Records from a point labeling set:

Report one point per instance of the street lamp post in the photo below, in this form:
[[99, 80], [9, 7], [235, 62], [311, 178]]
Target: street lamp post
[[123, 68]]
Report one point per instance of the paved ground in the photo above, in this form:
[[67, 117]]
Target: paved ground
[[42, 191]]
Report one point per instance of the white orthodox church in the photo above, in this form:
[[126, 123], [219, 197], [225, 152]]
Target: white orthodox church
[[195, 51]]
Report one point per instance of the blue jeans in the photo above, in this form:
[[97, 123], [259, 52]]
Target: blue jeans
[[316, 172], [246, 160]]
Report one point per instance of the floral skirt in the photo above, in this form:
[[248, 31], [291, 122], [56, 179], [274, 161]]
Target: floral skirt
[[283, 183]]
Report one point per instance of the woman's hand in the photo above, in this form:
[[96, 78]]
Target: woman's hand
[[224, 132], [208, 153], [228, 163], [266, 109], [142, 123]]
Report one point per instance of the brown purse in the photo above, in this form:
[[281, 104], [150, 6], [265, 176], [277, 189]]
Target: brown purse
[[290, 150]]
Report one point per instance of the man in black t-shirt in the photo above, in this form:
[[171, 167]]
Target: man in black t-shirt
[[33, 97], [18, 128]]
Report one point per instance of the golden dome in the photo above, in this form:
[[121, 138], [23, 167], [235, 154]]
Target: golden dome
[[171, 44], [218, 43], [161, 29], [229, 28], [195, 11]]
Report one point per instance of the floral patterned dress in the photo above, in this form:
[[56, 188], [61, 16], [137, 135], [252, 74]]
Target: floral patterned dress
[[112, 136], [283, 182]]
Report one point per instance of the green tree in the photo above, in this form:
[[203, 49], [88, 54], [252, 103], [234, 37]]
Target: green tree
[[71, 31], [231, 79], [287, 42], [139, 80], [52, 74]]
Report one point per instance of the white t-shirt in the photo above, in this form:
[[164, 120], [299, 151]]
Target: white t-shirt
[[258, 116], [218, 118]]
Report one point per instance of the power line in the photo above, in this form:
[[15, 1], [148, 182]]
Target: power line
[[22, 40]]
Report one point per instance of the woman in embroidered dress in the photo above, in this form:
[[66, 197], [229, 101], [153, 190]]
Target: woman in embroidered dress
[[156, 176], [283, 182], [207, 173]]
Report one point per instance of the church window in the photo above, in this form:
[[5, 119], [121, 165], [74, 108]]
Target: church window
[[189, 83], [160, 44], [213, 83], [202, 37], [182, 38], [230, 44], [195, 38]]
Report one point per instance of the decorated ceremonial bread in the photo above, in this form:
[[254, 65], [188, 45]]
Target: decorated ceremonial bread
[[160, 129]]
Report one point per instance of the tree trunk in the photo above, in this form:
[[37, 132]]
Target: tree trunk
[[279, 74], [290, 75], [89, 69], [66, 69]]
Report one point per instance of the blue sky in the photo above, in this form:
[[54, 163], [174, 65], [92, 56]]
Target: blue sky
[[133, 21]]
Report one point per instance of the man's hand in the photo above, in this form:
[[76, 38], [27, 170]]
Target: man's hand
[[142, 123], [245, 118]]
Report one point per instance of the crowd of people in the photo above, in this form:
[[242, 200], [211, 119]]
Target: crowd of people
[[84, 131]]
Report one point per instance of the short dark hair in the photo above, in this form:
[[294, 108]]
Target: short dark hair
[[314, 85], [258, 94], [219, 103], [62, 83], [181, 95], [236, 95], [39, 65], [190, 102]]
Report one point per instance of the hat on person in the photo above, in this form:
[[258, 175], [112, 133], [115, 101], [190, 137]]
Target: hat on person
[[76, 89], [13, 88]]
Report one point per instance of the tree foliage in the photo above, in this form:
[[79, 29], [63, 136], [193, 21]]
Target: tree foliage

EXERCISE PROMPT:
Every line from the one containing "Report one point per instance of the green" through the last line of the entries must be written out verbatim, and no other line.

WORKED ANSWER:
Report one point per instance of the green tree in the photo above, in this form:
[[203, 49], [88, 54], [252, 103], [234, 37]]
Target: green tree
[[71, 31], [231, 79], [287, 42], [139, 80], [52, 74]]
Report one point per instance of the white t-shirt in the photo above, in this form:
[[164, 120], [299, 151]]
Target: white t-shirt
[[258, 116], [218, 118]]
Report one point per instance of the power line in the photo above, in this form:
[[15, 1], [148, 182]]
Target: power line
[[22, 40]]
Report one point per instance of the woman in embroidered dress in the photo above, in this form:
[[66, 197], [229, 101], [153, 190]]
Target: woman in embroidered dress
[[156, 176], [283, 182], [207, 173]]
Report one point per instance of the church window in the photo above, in this form:
[[5, 119], [121, 165], [74, 108]]
Target: church window
[[189, 83], [160, 44], [213, 83], [202, 37], [182, 38], [230, 44], [195, 38]]
Report one point per instance of the decorated ceremonial bread in the photo above, in this form:
[[254, 65], [188, 45]]
Target: decorated ceremonial bread
[[160, 129]]
Report one point per instance of the tree trunk in the photo above, in this form:
[[37, 132]]
Target: tree trunk
[[279, 74], [290, 75], [89, 69], [66, 69]]
Report one point per instance of the blue sky in the photo above, in this form:
[[54, 163], [174, 65], [92, 56]]
Target: blue sky
[[133, 21]]
Report one point per instance of the man's hand in the photo above, in this form:
[[76, 38], [27, 170]]
Target: man's hand
[[142, 123], [245, 118]]
Report one point per instance of the crowd of people in the photo above, in this form:
[[242, 200], [211, 119]]
Target: crowd of people
[[84, 131]]
Report one point per instance of the short dark hair in the photo above, in this form:
[[294, 108]]
Target: short dark hair
[[314, 85], [258, 94], [219, 103], [62, 83], [181, 95], [236, 95], [39, 65], [190, 102]]
Report one point per instance of the hat on person in the photo above, in this form:
[[258, 175], [112, 133], [115, 101], [190, 137]]
Target: hat on person
[[76, 89], [13, 88]]
Report one point per instance of the tree foliage in the photo above, in this form:
[[79, 29], [63, 136], [193, 21]]
Target: tree foliage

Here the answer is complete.